**EXERCISE PROMPT:** Once you have read the data below, please repeat all of it exactly.

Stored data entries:
= = =

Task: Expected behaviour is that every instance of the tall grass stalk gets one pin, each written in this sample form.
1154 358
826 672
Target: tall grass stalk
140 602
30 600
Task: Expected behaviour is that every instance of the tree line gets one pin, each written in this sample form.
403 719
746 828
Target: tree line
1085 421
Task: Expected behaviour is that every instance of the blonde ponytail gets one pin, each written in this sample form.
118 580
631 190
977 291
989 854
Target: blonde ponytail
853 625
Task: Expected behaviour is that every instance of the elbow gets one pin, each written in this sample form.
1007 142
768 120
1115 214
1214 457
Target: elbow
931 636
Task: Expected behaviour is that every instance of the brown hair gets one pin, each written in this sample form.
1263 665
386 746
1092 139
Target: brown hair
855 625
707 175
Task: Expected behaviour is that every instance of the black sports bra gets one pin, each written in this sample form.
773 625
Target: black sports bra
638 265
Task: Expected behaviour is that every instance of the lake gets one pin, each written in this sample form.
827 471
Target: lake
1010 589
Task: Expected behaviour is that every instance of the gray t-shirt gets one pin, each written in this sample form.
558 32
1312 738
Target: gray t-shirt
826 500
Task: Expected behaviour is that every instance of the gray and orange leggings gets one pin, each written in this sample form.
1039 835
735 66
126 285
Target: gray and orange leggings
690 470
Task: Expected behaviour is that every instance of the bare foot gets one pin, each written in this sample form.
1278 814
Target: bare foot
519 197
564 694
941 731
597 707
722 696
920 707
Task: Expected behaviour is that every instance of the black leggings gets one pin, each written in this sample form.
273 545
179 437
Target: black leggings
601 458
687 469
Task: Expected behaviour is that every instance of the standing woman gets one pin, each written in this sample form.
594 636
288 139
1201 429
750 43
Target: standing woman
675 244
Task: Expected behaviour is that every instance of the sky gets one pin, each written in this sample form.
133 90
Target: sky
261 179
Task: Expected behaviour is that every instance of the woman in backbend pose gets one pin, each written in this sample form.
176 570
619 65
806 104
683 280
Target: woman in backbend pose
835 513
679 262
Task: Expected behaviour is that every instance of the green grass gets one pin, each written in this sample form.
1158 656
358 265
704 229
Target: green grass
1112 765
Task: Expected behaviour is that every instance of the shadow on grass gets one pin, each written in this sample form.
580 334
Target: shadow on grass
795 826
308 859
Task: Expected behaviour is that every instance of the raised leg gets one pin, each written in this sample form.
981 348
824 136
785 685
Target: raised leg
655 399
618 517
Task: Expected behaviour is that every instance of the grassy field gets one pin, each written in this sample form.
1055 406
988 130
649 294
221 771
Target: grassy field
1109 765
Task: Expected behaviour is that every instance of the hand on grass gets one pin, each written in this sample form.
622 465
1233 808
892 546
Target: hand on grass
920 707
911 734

= = =

**RESPONSE TO THE EXERCISE:**
Task: Expected behaviour is that every instance of the tall grass stalk gets one pin, each written in this sample form.
1154 358
826 672
Target: tall grass stalk
140 602
30 600
Task: Expected behaviour is that every instance of the tree line gets one pin, each written in this sample form.
403 719
746 828
Target: tree line
1085 421
Task: Expected behaviour is that every instance of the blonde ponytail gets one pin, each written in this sample form.
118 580
631 190
977 291
989 854
Target: blonde ponytail
853 625
Task: Expected behaviour is that every instance of the elbow gets one pin, each written in this sample form.
1007 142
768 120
1115 214
1214 457
Target: elbow
931 636
Task: Expected behaviour is that every instance of the brown hair gets one pin, each written in this sample form.
1263 665
386 746
1092 139
Target: brown hair
855 625
707 175
Task: Expected behaviour is that every instance of the black sports bra gets one pin, each written in this sample form.
773 625
Target: black sports bra
638 265
Task: Expected behaviour is that every instance of the lake gets one pin, each written in this sample form.
827 471
Target: lake
1010 589
Task: Expected behaviour is that every instance of the gray t-shirt gets one pin, each written in this sample form.
558 32
1312 738
Target: gray t-shirt
826 500
Task: Expected behaviour is that every instance of the gray and orange leggings gets one pin, each written in this sample form.
1039 835
735 66
126 285
Target: gray and orange leggings
690 470
Task: Expected behaviour is that every instance of the bare foot gets one pin, each written in this sample form.
1278 814
Target: bare foot
519 197
564 694
941 731
597 707
722 696
920 707
Task: Expected behaviour is that every instance of the black leggings gets one pin, each written in this sample form.
273 545
179 437
Target: black leggings
601 458
687 469
Task: Expected behaviour is that every instance of the standing woman gets one pin, each written in this sample form.
594 636
288 139
1201 429
750 43
Target: standing woman
675 244
Task: Expected behaviour is that every instance of the sky gets one pin, each written in this sample form.
133 90
Target: sky
261 179
Task: Expected behaviour is that every instance of the woman in backbend pose gets one pin, each written in this sample form.
176 570
619 65
806 104
683 280
Target: woman in backbend pose
835 513
679 262
Task: Expected behaviour is that every instance of the green grass gets one pin, each written in this sample form.
1158 656
358 265
704 229
Target: green grass
1112 765
Task: Expected behaviour is that every instance of the shadow on grass gets one pin, each written in this sample form.
580 334
Target: shadow on grass
795 826
308 859
Task: Expected behaviour is that every instance of the raised leg gets one pin, each written in this sample form.
981 348
824 136
785 685
Target: raised leg
655 399
618 517
Task: Expected behaviour is that every instance of the grassy field gets one pin, each written in this sample form.
1055 406
988 130
649 294
221 771
Target: grassy field
1109 765
Task: Expected behaviour is that every instance of the hand on grass gets one pin, each written in this sample form.
622 465
1233 808
892 546
Target: hand on grass
920 707
911 734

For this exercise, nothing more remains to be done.